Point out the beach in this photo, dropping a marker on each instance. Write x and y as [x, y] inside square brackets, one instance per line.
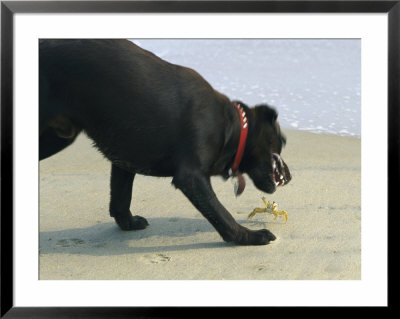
[321, 239]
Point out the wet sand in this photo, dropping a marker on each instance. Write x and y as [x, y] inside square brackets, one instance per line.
[321, 239]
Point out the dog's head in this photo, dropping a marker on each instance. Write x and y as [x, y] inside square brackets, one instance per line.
[262, 160]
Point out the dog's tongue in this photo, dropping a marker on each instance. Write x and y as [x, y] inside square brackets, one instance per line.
[240, 184]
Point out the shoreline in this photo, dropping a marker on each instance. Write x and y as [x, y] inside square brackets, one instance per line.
[321, 239]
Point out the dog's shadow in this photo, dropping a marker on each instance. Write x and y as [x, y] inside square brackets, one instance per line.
[107, 239]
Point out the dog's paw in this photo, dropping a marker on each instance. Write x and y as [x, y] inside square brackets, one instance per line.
[132, 222]
[256, 237]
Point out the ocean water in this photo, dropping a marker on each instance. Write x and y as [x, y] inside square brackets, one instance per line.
[314, 84]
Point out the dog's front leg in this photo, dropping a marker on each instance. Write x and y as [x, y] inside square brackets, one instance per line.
[197, 187]
[121, 194]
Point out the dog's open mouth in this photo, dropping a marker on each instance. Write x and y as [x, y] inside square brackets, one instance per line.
[280, 171]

Problem to work on: Rewrite every line of the records above as a JSON list of strings, one string per line, leaving out blank lines and the pictures.

Exercise response:
[
  "Point out the beach in this photo, dropping a marker on each instance. Write x and y as [x, y] inside square brackets, one instance per line.",
  "[321, 239]",
  "Point out the wet sand in this photo, dropping a marker on each instance. Write x and y as [x, y] inside square brackets, one instance per line.",
  "[321, 239]",
  "Point out the dog's head in this photo, dropping a marker on each instance. Write x and y as [x, y] inside square brackets, one instance per line.",
  "[262, 160]",
  "Point out the dog's tongue in this photo, dropping a marker on each instance. Write x and y as [x, y] inside square brackets, one instance per line.",
  "[240, 184]",
  "Point out the shoreline in this photo, dropping a marker on each instance. Write x and y as [x, y] inside square brackets, one instance per line.",
  "[321, 239]",
  "Point out the dog's shadow in this photo, dropping a marker on each instance. Write x and y as [x, y] inside square brackets, one instance per line.",
  "[107, 239]",
  "Point out the dog's paw in this photo, dropping a marker on each instance. Write x and y as [x, y] inside square brackets, one instance per line.",
  "[132, 222]",
  "[256, 237]",
  "Point out the ocean water in this photo, dropping a marker on each instance. Write x and y as [x, y] inside square brackets, one instance per line.",
  "[314, 84]",
  "Point out the dog's front leg in this photo, dropping a marker on each instance. Write x and y as [x, y] inside square brackets, one instance per line.",
  "[197, 187]",
  "[121, 194]",
  "Point out the dog's open mouth in this photo, dropping a marker on each instance. Write x and y as [x, y] inside square brackets, one instance per line.",
  "[280, 171]"
]